### Excerpt to read
#####

Comments (0) | Filed under: Cash Flow, Fun

8 Most Catastrophic Business Collapses in American History

Wednesday, June 6, 2012 at 7:24pm by Sandy Jones

Business collapses are typically marked by one of two things — either the business was unable to keep up with advancements in consumerism or technology, or the business broke the law in a big way. When big businesses fail, countless people lose their jobs. There can be a lot of finger-pointing. At the end of the day, quite a few of these major businesses wind up filing for Chapter 11 bankruptcy in hopes that they can eventually revive their dying conglomerate. Unfortunately, when the media takes hold of these businesses, they are often unable to dispel their unfortunate reputations.

  1. Enron Corporation

    Enron was an energy company based in Houston, Texas, originally founded in 1985 in Omaha, Nebraska. In simple terms, Enron’s downfall stemmed from failure to report their losses and debt from small investment partnerships. Arthur Anderson, a global accounting firm, signed financial statements that misrepresented Enron’s gains and losses and shredded documents that would provide evidence of this crime. Enron committed security fraud when it gave botched copies of their 10K report to potential investors and shareholders. They were also charged with insider trading, as Enron executives sold their stock for $1 billion before declaring bankruptcy. Lastly, they were charged with tax fraud. Kenneth Lay, Enron’s founder, died of a heart attack in 2006, not surprising considering his impending prison sentence.

#####

### Exercises to complete
1. In the excerpt on business collapses, reproduce the part that opens with the words containing "Enron was an" and closes with "impending prison sentence.".
2. Translate this sentence from the excerpt on business collapses into Spanish: "Enron was an energy company based in Houston, Texas, originally founded in 1985 in Omaha, Nebraska."
The material that comes next is separate from the excerpt on business collapses.

### Data rows
#####

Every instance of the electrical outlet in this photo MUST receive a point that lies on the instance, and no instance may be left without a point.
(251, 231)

#####

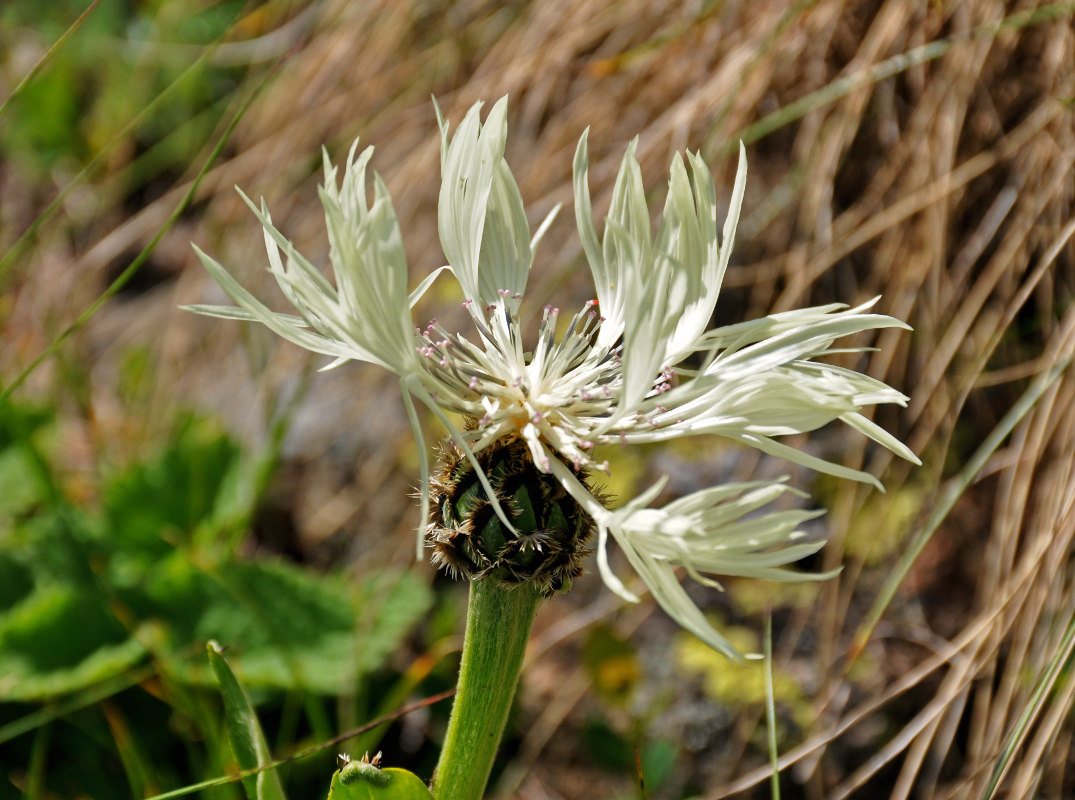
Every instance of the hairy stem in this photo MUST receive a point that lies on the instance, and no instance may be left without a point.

#####

### Answers to each task
1.
Enron was an energy company based in Houston, Texas, originally founded in 1985 in Omaha, Nebraska. In simple terms, Enron’s downfall stemmed from failure to report their losses and debt from small investment partnerships. Arthur Anderson, a global accounting firm, signed financial statements that misrepresented Enron’s gains and losses and shredded documents that would provide evidence of this crime. Enron committed security fraud when it gave botched copies of their 10K report to potential investors and shareholders. They were also charged with insider trading, as Enron executives sold their stock for $1 billion before declaring bankruptcy. Lastly, they were charged with tax fraud. Kenneth Lay, Enron’s founder, died of a heart attack in 2006, not surprising considering his impending prison sentence.

2. Enron era una empresa energética con sede en Houston, Texas, fundada originalmente en 1985 en Omaha, Nebraska.